**What the task requires:**
Could you arrange the part of the material that opens with the line containing "grasshopper thorax, one" and runs through the end of the material as a Markdown table with the columns Row and Line, one numbered row per line and blank lines omitted? Leave the pictures out of the answer.

**Exercise input:**
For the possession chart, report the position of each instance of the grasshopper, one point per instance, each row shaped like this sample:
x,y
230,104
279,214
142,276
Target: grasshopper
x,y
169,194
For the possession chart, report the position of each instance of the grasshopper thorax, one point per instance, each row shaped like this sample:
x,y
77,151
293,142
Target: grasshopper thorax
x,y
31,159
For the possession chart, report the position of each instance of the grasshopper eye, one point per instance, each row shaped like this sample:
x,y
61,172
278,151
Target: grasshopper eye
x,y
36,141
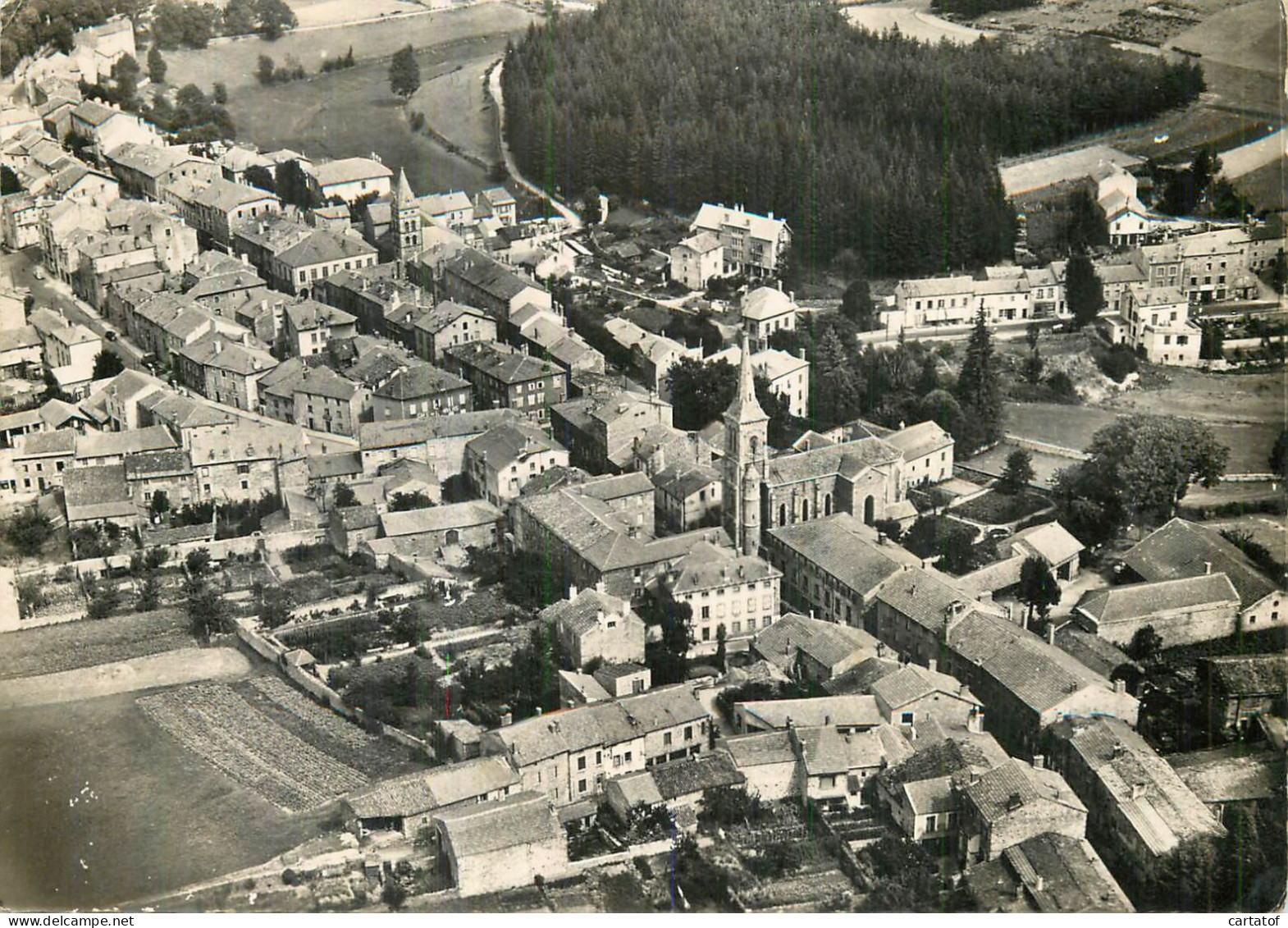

**Worked answer:**
| Row | Line |
|---|---|
| 1 | For the possession chart, report the position of each instance of the grasshopper thorax, one point per instance, each row shaped like this sample: |
| 2 | x,y |
| 3 | 77,151 |
| 4 | 293,142 |
| 5 | Target: grasshopper thorax |
| 6 | x,y |
| 7 | 31,159 |
| 8 | For the possession chart, report the position of each instance of the grasshopper eye, one point per instance, each row shaped like this sample: |
| 9 | x,y |
| 10 | 61,172 |
| 11 | 278,151 |
| 12 | Target: grasshopper eye |
| 13 | x,y |
| 14 | 36,141 |